• _Yazılı görevler_
1) Çalışanlar hakkındaki yazıdan "- Rapor toplantılarında" ile "başka şeyler kullananlar." arasındaki bölümü, bu ifadeler de dahil olmak üzere, hiç değiştirmeden çıktı olarak ver.
2) Çalışanlar hakkındaki yazıya göre şu soruları cevapla:
(a) Her programcıya maaşı dışında yıllık ne kadar harcama hakkı veriliyor?
(b) Yemek molaları dahil günde kaç saatten fazla büroda oturanlar ay sonunda çağrılıyor?
(c) Gecenin köründe mail atanlardan söz edilirken yazar kimlerle çalışmak istemediğini söylüyor?
3) Lütfen çalışanlar hakkındaki yazıyı, son cümlesinden sonra gelecek şekilde sürdür.

• _Yazı_

Merhaba,

maaşallah iki gün mailleri cevaplamadım, herkes uçmuş.

Başka kimlere kızdığımı kafalarını kopardığımı söyleyeyim de, işten
atacağınıza hiç almayın daha iyi:

- İş yerinde gerekenden bir dakika daha fazla zaman geçirenler. Günde
sekiz saatten (yemek molaları da dahil) fazla büroda oturanları her
ayın sonunda büroma çağırıp iyi bir haşlıyorum.

- Gecenin köründe mail atanlar. İnsanlarla çalışmak istiyorum,
vampirlerle değil.

- Verdiğim kişisel kullanım bütçesini iş için kullananlar. (Her
programcıya maaşlarının dışında yıllık 1000 EURO harcama hakkı veriyorum,
harcamayla ilgili iki şartım var: İş için harcamayacaksın ve kişisel
gelişimine katkı yapacak bir şeye harcayacaksın.) Tutup test için
ikinci bir bilgisayar alan azarı işitirken, kendine gitar alan, rüzgar
sörfü kursuna yazılan aferini alıyor.

- Şirketin sosyal aktivitelerine katılmamayı düzenli hale getirenler.

- Öğle yemeği sırasında da çalışanlar ve/veya öğle yemeğini grupla
beraber yemeyenler. Öğle yemeğinde iş konuşanlar.

- Rapor toplantılarında teknik detay anlatmaya kalkanlar.

- Bir şeyi nasıl programlaması gerektiğini gelip bana soranlar.

Ve evet, daha önce söylediğimi yine tekrar edeyim, programlama
sürecinde önceden belirlenmiş çerçevenin dışında program, toolchain
vs. kullananlar.
Herkesin kullandığı sıradan ofis programlarının yerine kafasına göre
başka şeyler kullananlar.
Burada bunu ideolojik bir nedenle yapıp yapmamasının önemi yok.

• _Veriler_

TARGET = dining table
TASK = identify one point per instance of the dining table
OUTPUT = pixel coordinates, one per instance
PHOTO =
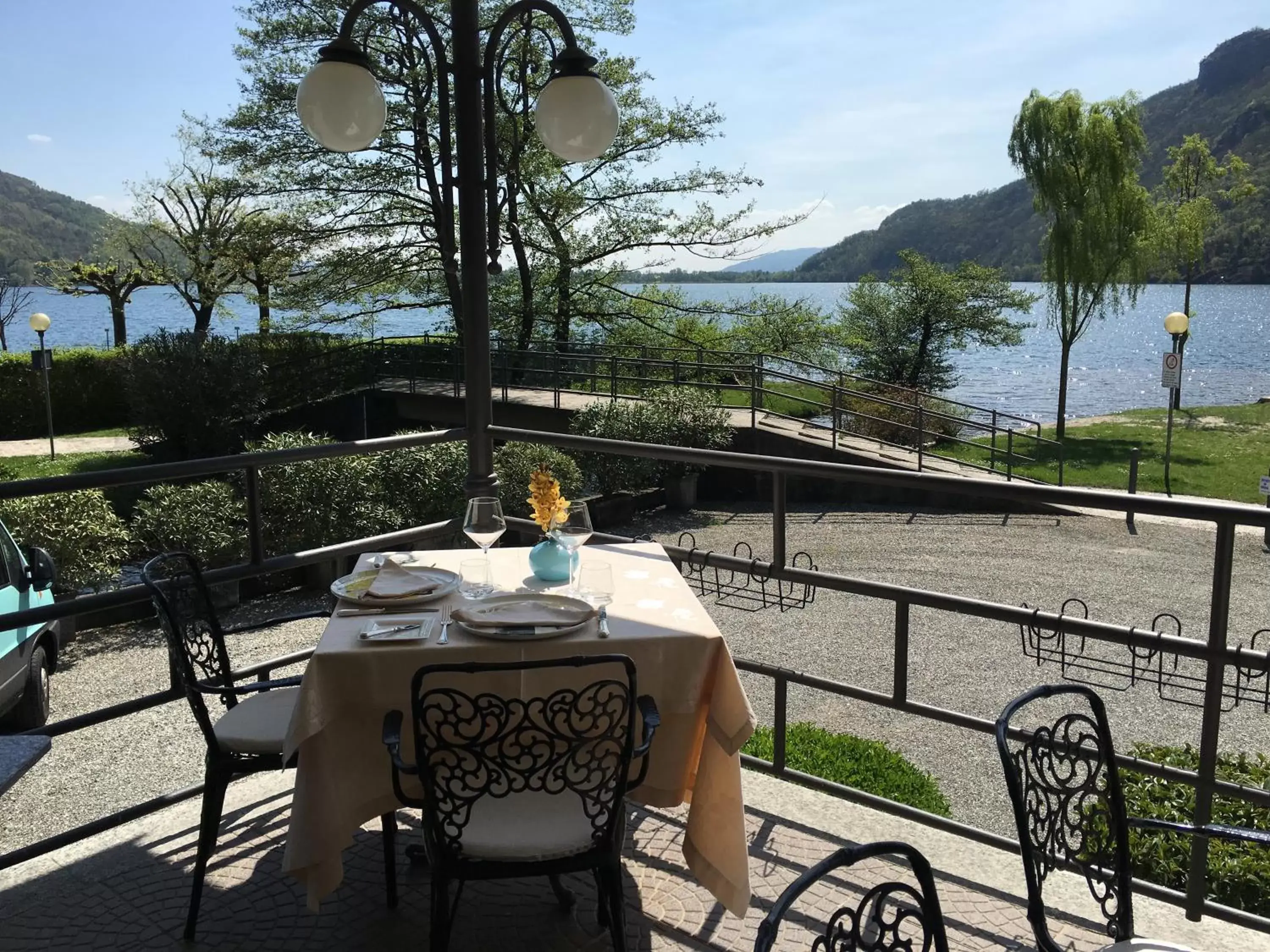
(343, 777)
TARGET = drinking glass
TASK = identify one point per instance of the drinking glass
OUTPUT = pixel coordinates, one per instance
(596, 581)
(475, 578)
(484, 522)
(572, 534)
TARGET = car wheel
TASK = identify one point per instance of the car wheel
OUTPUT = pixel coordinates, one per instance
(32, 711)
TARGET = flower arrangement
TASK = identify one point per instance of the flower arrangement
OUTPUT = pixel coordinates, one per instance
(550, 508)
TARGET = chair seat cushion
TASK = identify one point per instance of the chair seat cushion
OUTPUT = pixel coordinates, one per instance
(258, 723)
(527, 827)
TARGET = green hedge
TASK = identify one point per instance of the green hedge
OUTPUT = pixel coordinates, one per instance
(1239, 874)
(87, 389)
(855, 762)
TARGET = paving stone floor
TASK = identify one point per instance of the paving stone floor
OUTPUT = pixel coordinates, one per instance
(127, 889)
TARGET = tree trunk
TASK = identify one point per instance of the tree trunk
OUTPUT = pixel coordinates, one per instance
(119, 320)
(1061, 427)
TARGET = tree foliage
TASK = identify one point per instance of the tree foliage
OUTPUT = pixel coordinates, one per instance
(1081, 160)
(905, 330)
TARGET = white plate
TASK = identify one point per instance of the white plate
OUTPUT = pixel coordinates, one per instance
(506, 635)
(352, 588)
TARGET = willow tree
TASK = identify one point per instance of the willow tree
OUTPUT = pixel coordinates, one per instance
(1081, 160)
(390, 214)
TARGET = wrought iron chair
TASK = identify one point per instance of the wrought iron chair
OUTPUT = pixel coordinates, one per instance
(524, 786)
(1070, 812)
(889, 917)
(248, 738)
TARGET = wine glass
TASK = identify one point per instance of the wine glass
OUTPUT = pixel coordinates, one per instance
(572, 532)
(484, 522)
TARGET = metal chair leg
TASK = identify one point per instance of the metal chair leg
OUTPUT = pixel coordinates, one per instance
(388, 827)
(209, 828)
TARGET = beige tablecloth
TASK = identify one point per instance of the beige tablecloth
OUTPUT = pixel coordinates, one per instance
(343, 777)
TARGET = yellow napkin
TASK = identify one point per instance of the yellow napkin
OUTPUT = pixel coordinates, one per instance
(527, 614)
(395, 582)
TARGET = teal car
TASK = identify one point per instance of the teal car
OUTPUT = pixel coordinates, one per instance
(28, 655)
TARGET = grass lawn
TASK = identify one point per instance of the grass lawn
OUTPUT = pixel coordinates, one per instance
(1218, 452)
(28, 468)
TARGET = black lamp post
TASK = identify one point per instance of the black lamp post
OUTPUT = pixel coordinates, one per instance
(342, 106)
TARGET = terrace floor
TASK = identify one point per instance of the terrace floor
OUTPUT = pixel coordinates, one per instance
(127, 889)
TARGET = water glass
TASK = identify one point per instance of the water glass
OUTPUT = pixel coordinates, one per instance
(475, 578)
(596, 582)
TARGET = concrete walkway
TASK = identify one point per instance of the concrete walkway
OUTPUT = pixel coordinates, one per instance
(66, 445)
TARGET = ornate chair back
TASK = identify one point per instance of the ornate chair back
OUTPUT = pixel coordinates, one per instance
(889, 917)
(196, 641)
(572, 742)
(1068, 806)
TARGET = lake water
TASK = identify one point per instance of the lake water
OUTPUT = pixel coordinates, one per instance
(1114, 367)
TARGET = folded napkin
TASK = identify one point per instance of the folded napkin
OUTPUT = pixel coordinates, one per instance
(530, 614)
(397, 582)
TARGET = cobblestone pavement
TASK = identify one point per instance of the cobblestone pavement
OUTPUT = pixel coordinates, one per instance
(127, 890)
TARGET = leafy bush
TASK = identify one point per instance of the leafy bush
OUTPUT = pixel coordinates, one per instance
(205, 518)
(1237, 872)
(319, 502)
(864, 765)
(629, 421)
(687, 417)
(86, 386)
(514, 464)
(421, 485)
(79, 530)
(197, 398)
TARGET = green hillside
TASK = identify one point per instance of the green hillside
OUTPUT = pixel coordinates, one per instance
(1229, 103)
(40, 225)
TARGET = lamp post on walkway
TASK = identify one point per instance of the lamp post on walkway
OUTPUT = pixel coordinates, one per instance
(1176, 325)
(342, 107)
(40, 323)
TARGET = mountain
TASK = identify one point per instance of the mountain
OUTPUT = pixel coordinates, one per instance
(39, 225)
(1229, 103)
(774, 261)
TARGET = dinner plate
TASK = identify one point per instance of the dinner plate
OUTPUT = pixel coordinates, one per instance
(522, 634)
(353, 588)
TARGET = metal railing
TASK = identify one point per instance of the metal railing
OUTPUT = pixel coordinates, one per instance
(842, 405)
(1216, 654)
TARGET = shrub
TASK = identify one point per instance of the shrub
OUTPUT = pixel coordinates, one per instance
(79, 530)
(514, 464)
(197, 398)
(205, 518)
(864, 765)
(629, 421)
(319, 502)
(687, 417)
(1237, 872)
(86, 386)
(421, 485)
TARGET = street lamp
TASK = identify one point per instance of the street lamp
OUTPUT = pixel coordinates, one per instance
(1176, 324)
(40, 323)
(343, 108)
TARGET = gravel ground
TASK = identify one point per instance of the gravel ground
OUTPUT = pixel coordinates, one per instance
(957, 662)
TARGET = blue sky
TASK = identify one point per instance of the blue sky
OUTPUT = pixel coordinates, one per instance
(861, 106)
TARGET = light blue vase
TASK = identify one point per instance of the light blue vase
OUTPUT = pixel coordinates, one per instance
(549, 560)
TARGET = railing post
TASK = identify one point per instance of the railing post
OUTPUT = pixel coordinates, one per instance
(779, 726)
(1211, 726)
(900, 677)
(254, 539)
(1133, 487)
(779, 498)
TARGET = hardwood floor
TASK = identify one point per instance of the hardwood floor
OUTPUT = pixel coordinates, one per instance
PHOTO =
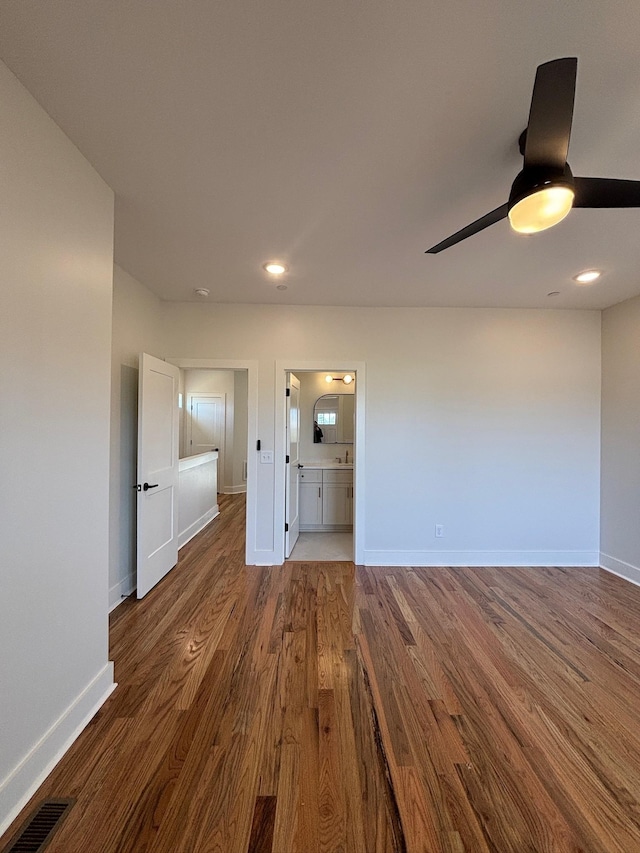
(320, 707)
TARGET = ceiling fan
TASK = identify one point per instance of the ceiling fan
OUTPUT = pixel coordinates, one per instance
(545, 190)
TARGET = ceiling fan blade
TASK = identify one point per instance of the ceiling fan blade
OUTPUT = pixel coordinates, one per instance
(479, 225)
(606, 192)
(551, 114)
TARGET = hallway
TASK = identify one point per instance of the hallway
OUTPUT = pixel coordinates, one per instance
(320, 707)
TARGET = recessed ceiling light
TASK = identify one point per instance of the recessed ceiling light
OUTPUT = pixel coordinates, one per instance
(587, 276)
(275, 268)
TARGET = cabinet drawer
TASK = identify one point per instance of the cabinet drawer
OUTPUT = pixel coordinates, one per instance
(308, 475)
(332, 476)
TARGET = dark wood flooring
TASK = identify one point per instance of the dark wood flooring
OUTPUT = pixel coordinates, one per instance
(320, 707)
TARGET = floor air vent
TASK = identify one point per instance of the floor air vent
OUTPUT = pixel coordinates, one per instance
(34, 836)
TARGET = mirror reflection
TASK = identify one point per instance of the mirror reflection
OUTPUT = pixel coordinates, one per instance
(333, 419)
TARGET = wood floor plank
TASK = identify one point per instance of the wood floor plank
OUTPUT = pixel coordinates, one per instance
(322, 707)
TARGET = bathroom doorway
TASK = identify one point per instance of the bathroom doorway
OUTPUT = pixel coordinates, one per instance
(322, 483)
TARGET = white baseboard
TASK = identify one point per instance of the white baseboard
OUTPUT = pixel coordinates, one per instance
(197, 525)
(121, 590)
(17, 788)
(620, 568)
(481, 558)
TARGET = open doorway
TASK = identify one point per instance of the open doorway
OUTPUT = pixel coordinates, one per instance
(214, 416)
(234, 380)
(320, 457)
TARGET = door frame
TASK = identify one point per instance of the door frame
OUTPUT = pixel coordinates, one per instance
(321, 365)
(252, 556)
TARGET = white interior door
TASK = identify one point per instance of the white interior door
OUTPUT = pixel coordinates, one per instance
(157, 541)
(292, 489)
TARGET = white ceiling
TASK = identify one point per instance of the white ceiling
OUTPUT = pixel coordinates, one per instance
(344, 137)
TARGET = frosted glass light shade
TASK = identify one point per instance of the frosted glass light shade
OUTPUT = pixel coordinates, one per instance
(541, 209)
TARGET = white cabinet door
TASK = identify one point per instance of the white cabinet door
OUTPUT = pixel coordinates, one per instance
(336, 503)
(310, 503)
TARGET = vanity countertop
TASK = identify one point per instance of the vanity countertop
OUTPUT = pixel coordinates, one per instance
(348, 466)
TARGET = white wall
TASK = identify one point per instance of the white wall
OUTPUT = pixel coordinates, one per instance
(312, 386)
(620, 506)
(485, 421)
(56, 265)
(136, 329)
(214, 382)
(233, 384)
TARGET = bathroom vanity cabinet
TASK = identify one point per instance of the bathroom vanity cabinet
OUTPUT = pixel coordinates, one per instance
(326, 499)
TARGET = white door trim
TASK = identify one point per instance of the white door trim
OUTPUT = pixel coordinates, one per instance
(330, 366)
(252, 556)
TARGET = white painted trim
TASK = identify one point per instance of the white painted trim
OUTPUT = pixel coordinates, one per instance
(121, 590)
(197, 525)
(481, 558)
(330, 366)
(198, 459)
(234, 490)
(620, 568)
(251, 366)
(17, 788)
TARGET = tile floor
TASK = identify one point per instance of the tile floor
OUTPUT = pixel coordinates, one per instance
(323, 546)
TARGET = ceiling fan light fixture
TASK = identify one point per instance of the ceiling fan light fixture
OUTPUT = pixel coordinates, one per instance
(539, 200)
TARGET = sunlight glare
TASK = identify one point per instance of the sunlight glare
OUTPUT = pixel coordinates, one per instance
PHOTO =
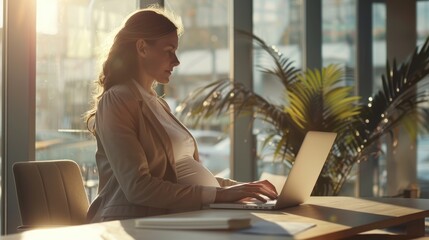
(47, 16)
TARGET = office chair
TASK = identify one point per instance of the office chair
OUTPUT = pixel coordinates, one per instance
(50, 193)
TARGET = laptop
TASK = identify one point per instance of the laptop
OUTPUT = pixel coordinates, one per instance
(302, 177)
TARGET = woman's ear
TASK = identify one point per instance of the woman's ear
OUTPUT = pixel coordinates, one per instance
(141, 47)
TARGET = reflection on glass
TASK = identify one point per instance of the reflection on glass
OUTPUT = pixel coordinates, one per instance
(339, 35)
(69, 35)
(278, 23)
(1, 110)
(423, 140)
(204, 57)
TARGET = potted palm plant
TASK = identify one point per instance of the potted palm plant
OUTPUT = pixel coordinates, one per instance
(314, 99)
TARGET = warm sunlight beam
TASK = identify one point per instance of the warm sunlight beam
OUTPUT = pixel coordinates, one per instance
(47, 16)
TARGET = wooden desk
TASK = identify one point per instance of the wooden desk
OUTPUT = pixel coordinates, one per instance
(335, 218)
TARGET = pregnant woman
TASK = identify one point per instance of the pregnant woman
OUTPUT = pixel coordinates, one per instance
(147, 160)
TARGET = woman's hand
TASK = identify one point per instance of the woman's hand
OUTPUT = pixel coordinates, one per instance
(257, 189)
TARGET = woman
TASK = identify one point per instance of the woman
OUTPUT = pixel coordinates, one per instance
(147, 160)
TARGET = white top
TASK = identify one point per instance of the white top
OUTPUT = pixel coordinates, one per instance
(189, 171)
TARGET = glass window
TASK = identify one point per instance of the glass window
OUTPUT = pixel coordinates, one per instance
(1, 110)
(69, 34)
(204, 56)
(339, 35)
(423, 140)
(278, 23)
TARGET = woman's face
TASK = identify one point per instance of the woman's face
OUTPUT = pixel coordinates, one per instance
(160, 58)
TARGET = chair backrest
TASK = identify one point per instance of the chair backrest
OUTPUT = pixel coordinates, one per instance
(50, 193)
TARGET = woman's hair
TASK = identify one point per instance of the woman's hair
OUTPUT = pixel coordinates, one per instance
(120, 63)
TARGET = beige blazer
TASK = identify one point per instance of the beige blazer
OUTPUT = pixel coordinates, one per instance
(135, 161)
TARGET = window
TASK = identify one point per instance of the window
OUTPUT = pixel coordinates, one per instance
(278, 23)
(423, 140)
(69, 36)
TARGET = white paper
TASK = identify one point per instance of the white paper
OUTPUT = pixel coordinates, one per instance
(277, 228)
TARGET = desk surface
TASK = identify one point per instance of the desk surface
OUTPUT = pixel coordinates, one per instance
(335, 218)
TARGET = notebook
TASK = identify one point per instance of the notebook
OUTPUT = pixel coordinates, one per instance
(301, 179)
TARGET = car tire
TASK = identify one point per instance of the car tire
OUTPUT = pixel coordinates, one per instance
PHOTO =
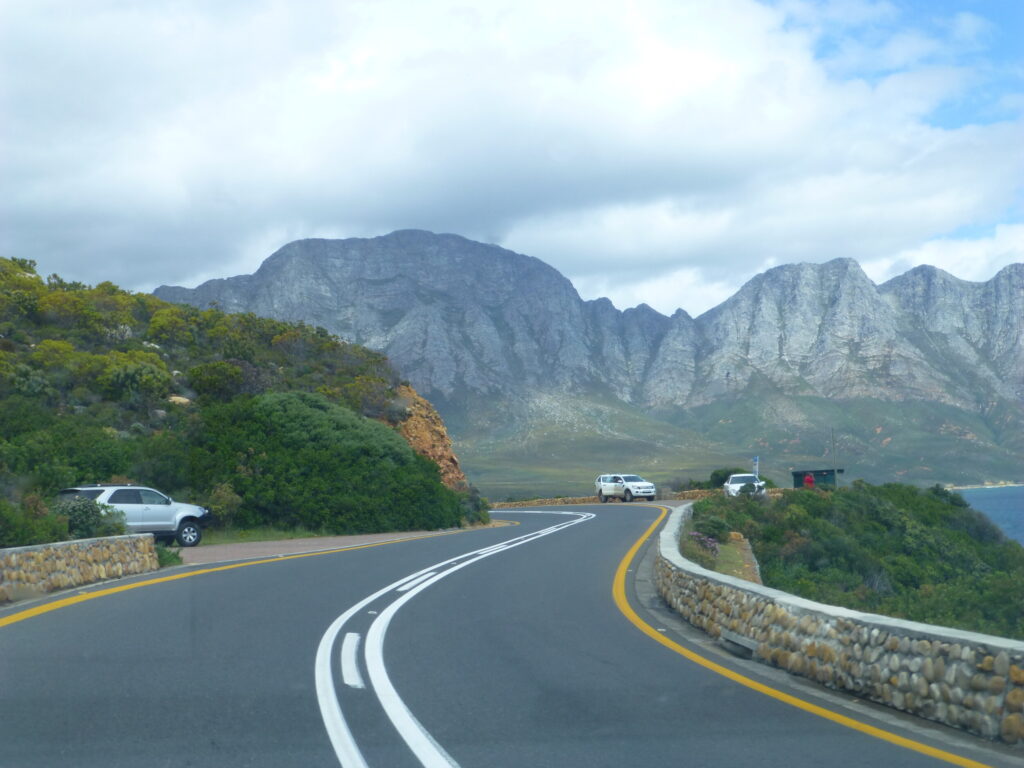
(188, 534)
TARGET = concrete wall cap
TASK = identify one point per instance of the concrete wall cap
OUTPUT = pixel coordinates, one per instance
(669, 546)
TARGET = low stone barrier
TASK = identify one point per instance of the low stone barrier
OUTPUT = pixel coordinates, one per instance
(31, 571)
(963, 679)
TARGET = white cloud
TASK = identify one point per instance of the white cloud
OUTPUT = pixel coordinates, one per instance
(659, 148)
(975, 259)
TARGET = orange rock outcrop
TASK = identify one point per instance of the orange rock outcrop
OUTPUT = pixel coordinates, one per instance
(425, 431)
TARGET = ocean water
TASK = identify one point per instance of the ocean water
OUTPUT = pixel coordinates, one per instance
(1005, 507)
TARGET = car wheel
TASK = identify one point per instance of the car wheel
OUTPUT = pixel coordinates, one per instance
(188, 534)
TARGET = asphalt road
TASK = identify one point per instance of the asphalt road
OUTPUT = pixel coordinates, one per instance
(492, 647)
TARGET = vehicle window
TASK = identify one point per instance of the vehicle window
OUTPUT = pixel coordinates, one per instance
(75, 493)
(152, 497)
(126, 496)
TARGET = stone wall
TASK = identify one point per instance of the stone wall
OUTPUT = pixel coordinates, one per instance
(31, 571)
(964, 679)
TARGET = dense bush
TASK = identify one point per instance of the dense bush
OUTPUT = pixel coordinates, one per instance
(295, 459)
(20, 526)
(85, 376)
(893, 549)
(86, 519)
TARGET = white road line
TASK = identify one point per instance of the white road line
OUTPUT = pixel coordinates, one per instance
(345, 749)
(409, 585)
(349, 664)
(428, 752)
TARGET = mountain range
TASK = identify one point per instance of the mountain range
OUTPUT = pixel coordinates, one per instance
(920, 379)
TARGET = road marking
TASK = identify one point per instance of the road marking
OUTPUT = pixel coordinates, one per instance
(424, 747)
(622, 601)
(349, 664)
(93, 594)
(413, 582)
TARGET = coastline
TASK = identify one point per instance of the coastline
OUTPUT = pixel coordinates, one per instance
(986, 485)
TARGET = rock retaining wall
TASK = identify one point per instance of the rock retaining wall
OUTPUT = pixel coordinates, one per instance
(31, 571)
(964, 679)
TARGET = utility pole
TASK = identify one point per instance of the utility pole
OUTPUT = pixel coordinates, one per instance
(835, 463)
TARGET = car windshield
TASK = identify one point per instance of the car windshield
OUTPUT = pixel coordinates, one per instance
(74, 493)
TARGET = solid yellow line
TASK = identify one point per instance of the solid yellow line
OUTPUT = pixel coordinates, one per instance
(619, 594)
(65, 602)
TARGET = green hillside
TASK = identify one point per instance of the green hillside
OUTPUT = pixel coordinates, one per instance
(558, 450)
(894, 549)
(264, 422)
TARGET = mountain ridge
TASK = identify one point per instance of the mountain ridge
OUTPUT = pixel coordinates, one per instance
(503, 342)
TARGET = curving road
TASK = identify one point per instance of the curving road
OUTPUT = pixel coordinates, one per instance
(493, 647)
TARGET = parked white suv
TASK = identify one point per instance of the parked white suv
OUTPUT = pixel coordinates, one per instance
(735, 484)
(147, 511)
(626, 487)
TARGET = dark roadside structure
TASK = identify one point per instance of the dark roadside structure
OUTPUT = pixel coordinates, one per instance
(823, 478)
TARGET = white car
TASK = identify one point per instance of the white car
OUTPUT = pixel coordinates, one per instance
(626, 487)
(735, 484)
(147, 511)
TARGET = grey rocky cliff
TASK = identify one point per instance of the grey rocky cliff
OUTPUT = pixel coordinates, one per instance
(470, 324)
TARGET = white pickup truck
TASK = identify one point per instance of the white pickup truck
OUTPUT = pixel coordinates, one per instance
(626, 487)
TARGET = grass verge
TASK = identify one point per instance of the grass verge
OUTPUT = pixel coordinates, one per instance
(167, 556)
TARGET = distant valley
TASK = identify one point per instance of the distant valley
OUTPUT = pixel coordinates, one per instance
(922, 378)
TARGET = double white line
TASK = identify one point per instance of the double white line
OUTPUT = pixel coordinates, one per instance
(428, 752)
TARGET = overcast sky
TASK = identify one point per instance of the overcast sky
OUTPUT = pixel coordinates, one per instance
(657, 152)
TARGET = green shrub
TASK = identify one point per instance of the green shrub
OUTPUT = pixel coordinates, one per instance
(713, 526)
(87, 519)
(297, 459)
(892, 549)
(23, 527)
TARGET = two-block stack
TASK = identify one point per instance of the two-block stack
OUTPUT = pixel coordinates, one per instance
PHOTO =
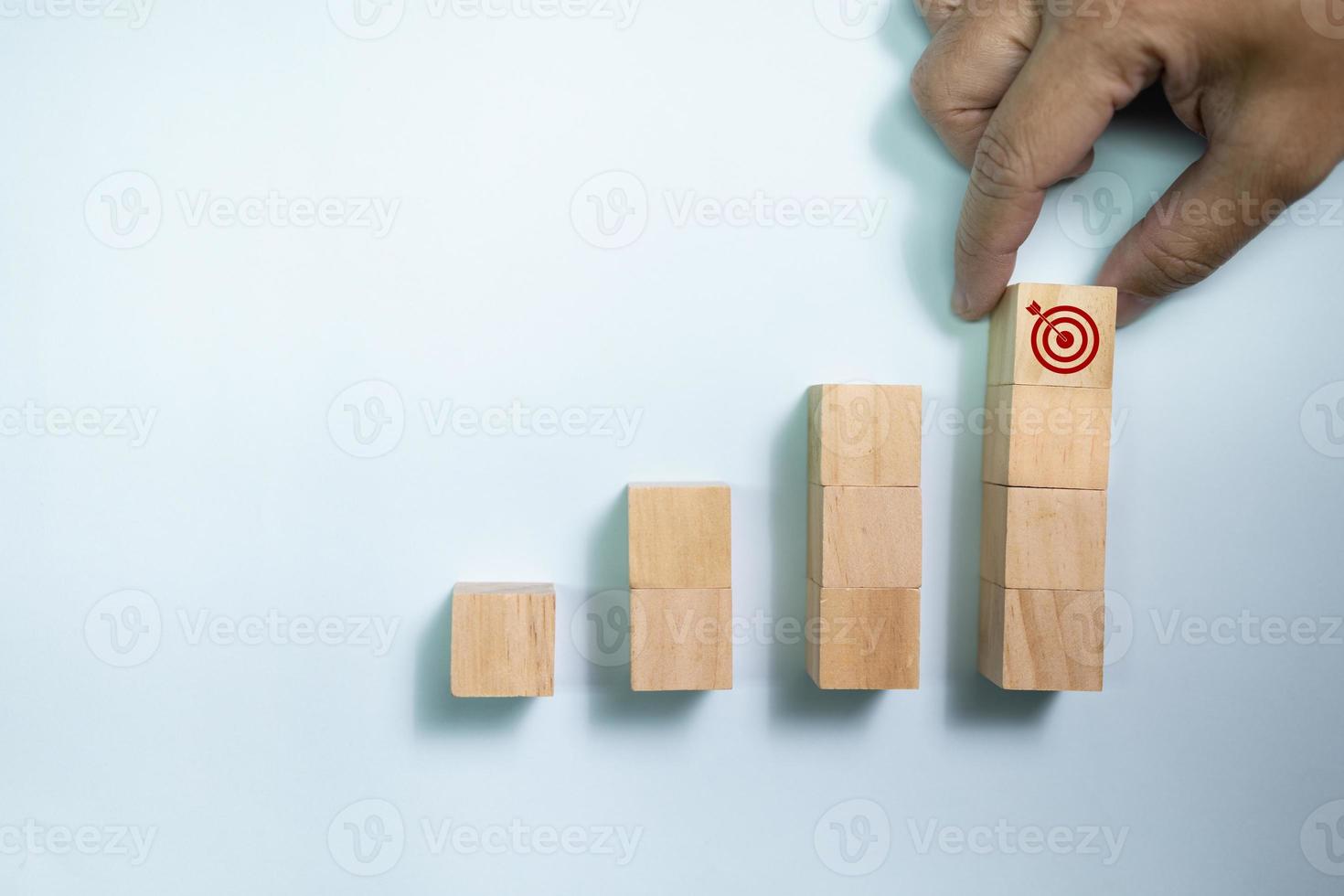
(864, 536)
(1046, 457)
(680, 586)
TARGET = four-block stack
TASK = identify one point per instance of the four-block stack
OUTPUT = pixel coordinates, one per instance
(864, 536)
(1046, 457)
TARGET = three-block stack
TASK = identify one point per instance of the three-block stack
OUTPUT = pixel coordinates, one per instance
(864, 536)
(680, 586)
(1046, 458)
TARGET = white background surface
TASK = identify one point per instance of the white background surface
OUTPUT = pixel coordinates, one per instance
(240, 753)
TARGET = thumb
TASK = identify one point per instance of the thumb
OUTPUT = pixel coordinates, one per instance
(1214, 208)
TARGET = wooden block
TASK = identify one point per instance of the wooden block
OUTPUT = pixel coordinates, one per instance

• _Sırayla cevaplar_
1)
- Rapor toplantılarında teknik detay anlatmaya kalkanlar.

- Bir şeyi nasıl programlaması gerektiğini gelip bana soranlar.

Ve evet, daha önce söylediğimi yine tekrar edeyim, programlama
sürecinde önceden belirlenmiş çerçevenin dışında program, toolchain
vs. kullananlar.
Herkesin kullandığı sıradan ofis programlarının yerine kafasına göre
başka şeyler kullananlar.

2)
(a) 1000 EURO
(b) Sekiz saat
(c) Vampirlerle

3)
Bir programcının programlama sürecindeki görevi kendisine verilen işi,
kendisine verilen programlarla, kendisine verilen sürede yapmaktır.
Nokta. Burada programcıların hiç bir özgürlüğü yoktur. Bunun sebebi,
"geliştirme" ve "programlama" süreçlerini birbirinden ayrı tutuyor
olmamız. Geliştirme sürecinde işin bütününü bölebildiğimiz en küçük
parçaya kadar bölüyoruz. Her parçanın kim tarafından, ne zaman, nasıl
yapılacağı, hangi dil, plugin, framework, compiler vs. vs.
kullanılacağına karar veriyoruz. Bu süreçte herkes her şekilde fikrini
söylemekte, savunmakta, hoşuna gitmeyen işi yapmayı reddetmekte özgür.
Bu süreç boyunca tek işi bu konuşulanları dökümante edip görevleri
UML'e dökmek olan bir kişi var, bu kişi daha sonra o işin Bugmaster'ı
olarak çalışıyor, programlama yapmıyor. Tartışmanın çok uzadığı bazı
durumlarda oylama bile yapıyoruz, son kararı programın bütçesinden
sorumlu olduğum için ben veriyorum. Ama bugüne kadar "patron benim bu
böyle yapılacak" diye masaya vurmamı gerektirecek bir durum olmadı.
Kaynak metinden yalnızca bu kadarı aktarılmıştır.